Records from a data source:
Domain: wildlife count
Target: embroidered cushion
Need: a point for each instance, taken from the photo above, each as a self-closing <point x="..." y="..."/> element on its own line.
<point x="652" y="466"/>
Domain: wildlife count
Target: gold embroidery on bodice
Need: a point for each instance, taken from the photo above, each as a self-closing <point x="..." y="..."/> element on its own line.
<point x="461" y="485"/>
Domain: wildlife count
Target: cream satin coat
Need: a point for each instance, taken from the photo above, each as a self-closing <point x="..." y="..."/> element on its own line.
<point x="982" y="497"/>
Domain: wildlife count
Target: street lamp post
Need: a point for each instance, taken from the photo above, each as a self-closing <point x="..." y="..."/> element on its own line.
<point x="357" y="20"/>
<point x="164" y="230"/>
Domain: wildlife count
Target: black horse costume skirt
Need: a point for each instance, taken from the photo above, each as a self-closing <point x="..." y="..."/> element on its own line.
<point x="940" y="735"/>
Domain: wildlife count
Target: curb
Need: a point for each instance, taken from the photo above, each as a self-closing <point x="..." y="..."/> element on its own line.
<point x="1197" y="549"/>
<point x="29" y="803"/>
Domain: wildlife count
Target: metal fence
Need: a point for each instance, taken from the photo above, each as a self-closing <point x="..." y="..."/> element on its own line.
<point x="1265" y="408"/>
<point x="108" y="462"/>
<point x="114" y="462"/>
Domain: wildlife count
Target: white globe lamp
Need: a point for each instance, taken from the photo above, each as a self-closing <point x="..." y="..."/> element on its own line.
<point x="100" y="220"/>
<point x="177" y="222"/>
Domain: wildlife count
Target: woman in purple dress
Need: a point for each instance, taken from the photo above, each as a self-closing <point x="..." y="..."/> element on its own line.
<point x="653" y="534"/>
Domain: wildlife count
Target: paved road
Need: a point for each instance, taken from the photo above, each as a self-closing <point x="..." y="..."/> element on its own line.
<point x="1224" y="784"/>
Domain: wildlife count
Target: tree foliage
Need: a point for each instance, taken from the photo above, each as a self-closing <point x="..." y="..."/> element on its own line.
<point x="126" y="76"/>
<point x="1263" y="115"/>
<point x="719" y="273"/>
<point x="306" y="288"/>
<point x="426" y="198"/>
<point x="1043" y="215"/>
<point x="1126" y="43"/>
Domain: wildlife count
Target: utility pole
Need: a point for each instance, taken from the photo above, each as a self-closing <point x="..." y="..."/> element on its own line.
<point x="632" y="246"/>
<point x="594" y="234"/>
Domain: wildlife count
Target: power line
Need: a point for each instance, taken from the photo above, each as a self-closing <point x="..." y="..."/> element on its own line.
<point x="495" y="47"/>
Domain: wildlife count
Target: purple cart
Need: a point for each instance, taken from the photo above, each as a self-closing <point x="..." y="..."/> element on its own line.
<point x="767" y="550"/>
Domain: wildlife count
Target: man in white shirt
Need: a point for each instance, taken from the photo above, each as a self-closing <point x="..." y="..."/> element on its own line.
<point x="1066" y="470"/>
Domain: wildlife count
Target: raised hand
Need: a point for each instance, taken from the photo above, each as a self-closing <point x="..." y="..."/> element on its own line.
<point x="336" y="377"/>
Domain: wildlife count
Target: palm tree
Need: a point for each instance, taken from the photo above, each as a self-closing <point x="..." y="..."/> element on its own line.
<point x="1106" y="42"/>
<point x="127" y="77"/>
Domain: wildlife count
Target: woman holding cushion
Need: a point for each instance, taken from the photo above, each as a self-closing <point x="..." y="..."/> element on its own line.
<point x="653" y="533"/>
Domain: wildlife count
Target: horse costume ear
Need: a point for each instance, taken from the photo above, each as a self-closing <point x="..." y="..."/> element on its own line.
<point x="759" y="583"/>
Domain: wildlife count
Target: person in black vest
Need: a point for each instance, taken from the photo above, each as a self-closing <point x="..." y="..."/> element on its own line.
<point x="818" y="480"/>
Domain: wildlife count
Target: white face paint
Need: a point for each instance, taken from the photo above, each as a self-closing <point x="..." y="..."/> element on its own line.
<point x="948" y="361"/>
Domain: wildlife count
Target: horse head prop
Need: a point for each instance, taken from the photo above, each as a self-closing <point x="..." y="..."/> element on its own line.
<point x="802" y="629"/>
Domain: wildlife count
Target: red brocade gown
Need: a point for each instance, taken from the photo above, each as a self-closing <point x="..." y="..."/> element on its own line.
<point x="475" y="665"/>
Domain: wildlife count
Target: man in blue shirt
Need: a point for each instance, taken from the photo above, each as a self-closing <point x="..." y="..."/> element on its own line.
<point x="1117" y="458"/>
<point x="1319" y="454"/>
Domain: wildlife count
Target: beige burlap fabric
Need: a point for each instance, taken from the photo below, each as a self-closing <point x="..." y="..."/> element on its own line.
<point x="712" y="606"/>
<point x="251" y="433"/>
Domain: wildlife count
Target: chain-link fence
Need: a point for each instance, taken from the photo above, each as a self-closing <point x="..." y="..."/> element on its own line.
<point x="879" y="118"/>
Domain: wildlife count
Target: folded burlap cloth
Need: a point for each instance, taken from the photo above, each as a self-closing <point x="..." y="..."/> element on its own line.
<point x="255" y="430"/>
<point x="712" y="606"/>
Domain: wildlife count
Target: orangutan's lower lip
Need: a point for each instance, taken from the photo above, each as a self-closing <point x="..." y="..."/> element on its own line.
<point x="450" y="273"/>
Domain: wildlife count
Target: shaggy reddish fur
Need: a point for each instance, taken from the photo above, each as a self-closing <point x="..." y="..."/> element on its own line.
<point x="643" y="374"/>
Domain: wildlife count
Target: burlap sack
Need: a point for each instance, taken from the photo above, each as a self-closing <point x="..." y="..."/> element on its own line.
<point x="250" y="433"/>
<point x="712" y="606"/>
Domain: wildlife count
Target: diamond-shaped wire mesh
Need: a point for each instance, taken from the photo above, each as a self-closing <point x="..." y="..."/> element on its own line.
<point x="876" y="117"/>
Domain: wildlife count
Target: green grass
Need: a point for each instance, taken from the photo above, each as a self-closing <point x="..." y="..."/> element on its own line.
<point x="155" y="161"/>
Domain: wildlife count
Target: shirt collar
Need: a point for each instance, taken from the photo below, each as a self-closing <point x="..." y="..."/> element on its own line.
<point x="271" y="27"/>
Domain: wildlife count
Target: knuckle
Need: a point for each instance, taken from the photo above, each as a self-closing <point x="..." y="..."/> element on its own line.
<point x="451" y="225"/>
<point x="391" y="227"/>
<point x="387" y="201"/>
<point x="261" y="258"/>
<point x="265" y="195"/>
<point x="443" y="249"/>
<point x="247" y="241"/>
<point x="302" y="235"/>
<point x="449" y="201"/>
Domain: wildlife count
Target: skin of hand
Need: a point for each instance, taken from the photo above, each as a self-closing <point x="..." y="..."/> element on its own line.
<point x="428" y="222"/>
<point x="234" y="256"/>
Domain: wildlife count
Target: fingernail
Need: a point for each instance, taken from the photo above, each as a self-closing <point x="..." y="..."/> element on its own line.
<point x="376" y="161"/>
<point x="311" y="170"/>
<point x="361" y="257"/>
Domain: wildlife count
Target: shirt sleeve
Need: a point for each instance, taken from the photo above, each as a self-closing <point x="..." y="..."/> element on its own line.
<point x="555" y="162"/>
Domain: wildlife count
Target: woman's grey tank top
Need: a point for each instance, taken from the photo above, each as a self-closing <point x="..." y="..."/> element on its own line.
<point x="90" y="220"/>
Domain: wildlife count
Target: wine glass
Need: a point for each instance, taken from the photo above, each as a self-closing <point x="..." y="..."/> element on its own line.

Instructions for the task:
Nothing may be left out: return each entry exactly as it reads.

Answer to the task:
Domain: wildlife count
Target: embroidered cushion
Need: a point for each instance, taken from the photo above, each as a self-closing <point x="..." y="..."/> element on its own line.
<point x="652" y="466"/>
Domain: wildlife count
Target: gold embroidery on bodice
Need: a point for each instance, taken from the photo above, each as a self-closing <point x="..." y="..."/> element on its own line.
<point x="461" y="485"/>
Domain: wildlife count
Target: cream satin coat
Need: a point for each instance, taken from the photo above, each as a self-closing <point x="..." y="..."/> element on its own line.
<point x="982" y="497"/>
Domain: wildlife count
Target: street lamp post
Need: a point for each instance, taken from the photo above, each as a self-closing <point x="..." y="..."/> element on its own line.
<point x="357" y="20"/>
<point x="164" y="230"/>
Domain: wildlife count
Target: black horse costume skirt
Need: a point for each instance, taken from the photo above, each as a self-closing <point x="..." y="..."/> element on its own line.
<point x="940" y="735"/>
Domain: wildlife count
Target: curb
Need: a point for each instance, taken from the photo above, each as a self-closing <point x="..." y="..."/> element on its own line.
<point x="1197" y="549"/>
<point x="29" y="803"/>
Domain: wildlife count
Target: metal fence
Need: a point for each instance, taken from the photo above, each as a self-closing <point x="..." y="..."/> element on its own line.
<point x="1265" y="408"/>
<point x="108" y="462"/>
<point x="114" y="462"/>
Domain: wildlife count
Target: white globe lamp
Need: a point for each instance, taken from the photo above, each as a self-closing <point x="..." y="..."/> element on its own line.
<point x="100" y="220"/>
<point x="177" y="222"/>
Domain: wildlife count
Target: woman in purple dress
Need: a point for each instance, taken from the photo above, each as a self-closing <point x="..." y="..."/> element on its own line.
<point x="653" y="534"/>
Domain: wildlife count
Target: paved road
Need: a point for each instance, taken from the photo above, each as a self-closing <point x="..." y="..."/> element on its own line.
<point x="1224" y="784"/>
Domain: wildlife count
Target: tree foliage
Need: a point for each instance, taken from the photo above, each as a self-closing <point x="..." y="..."/> element on its own line.
<point x="126" y="76"/>
<point x="1263" y="115"/>
<point x="719" y="273"/>
<point x="306" y="288"/>
<point x="426" y="198"/>
<point x="1043" y="215"/>
<point x="1126" y="43"/>
Domain: wildlife count
Target: utility pole
Need: a point for each instance, taken from the photo above, each as a self-closing <point x="..." y="..."/> element on its own line.
<point x="632" y="246"/>
<point x="594" y="234"/>
Domain: wildlife count
Target: power line
Need: a point for each instance, taken from the photo above, each as a self-closing <point x="..." y="..."/> element on its own line.
<point x="495" y="47"/>
Domain: wildlife count
Target: purple cart
Need: a point for each instance, taken from the photo above, each as a self-closing <point x="..." y="..."/> element on its own line.
<point x="767" y="550"/>
Domain: wildlife count
Target: man in white shirt
Need: a point for each instance, taken from the photo above, each as a self-closing <point x="..." y="..."/> element on its own line.
<point x="1066" y="470"/>
Domain: wildlife count
Target: raised hand
Need: a point for each instance, taken from the photo above, each as a self-closing <point x="..." y="..."/> element on its own line.
<point x="336" y="377"/>
Domain: wildlife count
Target: palm tree
Need: a point for each instance, taken from the photo above, each as a self-closing <point x="..." y="..."/> element on its own line.
<point x="1106" y="42"/>
<point x="127" y="77"/>
Domain: wildlife count
Target: woman holding cushion
Need: a point for each instance, taken from the photo above, each as a self-closing <point x="..." y="..."/> element on its own line.
<point x="653" y="533"/>
Domain: wildlife count
Target: horse costume ear
Need: a point for each instance, taken from the photo above, each as a self-closing <point x="..." y="..."/> element on its own line.
<point x="759" y="583"/>
Domain: wildlife count
Target: person in black vest
Need: a point for each instance, taken from the photo above, each as a self-closing <point x="..." y="..."/> element on its own line.
<point x="818" y="480"/>
Domain: wildlife count
Target: white face paint
Need: a point for each instance, taken from the photo above, each as a self-closing <point x="..." y="..."/> element on its own line.
<point x="948" y="361"/>
Domain: wildlife count
Target: horse head prop
Need: a point for each instance, taken from the photo above, each as a self-closing <point x="..." y="..."/> element on its own line.
<point x="802" y="629"/>
Domain: wildlife count
Target: red brocade gown
Need: a point for each instance, taken from the photo above, each as a self-closing <point x="..." y="..."/> element on its own line.
<point x="475" y="665"/>
Domain: wildlife count
Target: man in blue shirt
Need: a point for each instance, taken from the photo above, each as a self-closing <point x="..." y="..."/> element on its own line.
<point x="1117" y="458"/>
<point x="1319" y="454"/>
Domain: wildlife count
Target: beige burlap fabric
Need: a point for each instance, taken from the photo below, each as a self-closing <point x="..." y="..."/> element on its own line.
<point x="712" y="606"/>
<point x="251" y="433"/>
Domain: wildlife count
Target: chain-link fence
Need: a point for each instance, taken from the photo above, each as a self-closing <point x="..." y="..."/> element on its own line.
<point x="879" y="118"/>
Domain: wildlife count
Target: folded burlap cloth
Need: a point for each instance, taken from the photo above, each as a self-closing <point x="..." y="..."/> element on its own line.
<point x="255" y="430"/>
<point x="712" y="606"/>
Domain: wildlife count
Target: orangutan's lower lip
Need: a point for each instance, taken from the photo above, each as a self-closing <point x="..." y="..."/> element on its own line.
<point x="450" y="273"/>
Domain: wildlife count
Target: shaggy reddish fur
Need: a point for each instance, taken from the photo above, each as a self-closing <point x="..." y="..."/> element on its own line.
<point x="643" y="374"/>
Domain: wildlife count
Target: burlap sack
Need: a point for each instance, taken from the photo above, each as a self-closing <point x="..." y="..."/> element on its own line.
<point x="250" y="433"/>
<point x="712" y="606"/>
Domain: wildlife count
Target: diamond-shaped wire mesh
Need: a point for each instance, taken from the photo above, each as a self-closing <point x="..." y="..."/> element on its own line.
<point x="876" y="117"/>
Domain: wildlife count
Target: green grass
Need: a point for each instance, taken from the photo above, each as a self-closing <point x="..." y="..."/> element on its own line.
<point x="155" y="161"/>
Domain: wildlife count
Target: shirt collar
Need: a point for each instance, taken from the photo below, each as a self-closing <point x="..." y="..."/> element on its own line.
<point x="271" y="27"/>
Domain: wildlife count
Target: knuckle
Need: a point for each instance, taken from the photo above, each as a self-closing <point x="..." y="..."/> element on its own line.
<point x="451" y="225"/>
<point x="391" y="227"/>
<point x="387" y="201"/>
<point x="261" y="258"/>
<point x="265" y="195"/>
<point x="443" y="249"/>
<point x="247" y="241"/>
<point x="302" y="235"/>
<point x="449" y="201"/>
Domain: wildlife count
Target: skin of hand
Need: a point for each instance, taken from the photo above, each as a self-closing <point x="..." y="..."/> element on its own line.
<point x="428" y="222"/>
<point x="234" y="256"/>
Domain: wildlife count
Target: fingernail
Need: a point for each instance, taken from the photo above, each as a self-closing <point x="..." y="..."/> element on its own line.
<point x="376" y="161"/>
<point x="311" y="170"/>
<point x="361" y="257"/>
Domain: wildlife count
Target: shirt sleeve
Need: a point for each instance, taken from the photo above, each as a self-closing <point x="..." y="..."/> element on its own line.
<point x="555" y="162"/>
Domain: wildlife count
Target: woman's grey tank top
Need: a point for each instance, taken from the photo above, each as a self-closing <point x="..." y="..."/> element on its own line.
<point x="90" y="220"/>
Domain: wildlife count
Target: wine glass
Need: a point for each instance, taken from the photo above, each as a self-closing <point x="..." y="..."/> element on its own line.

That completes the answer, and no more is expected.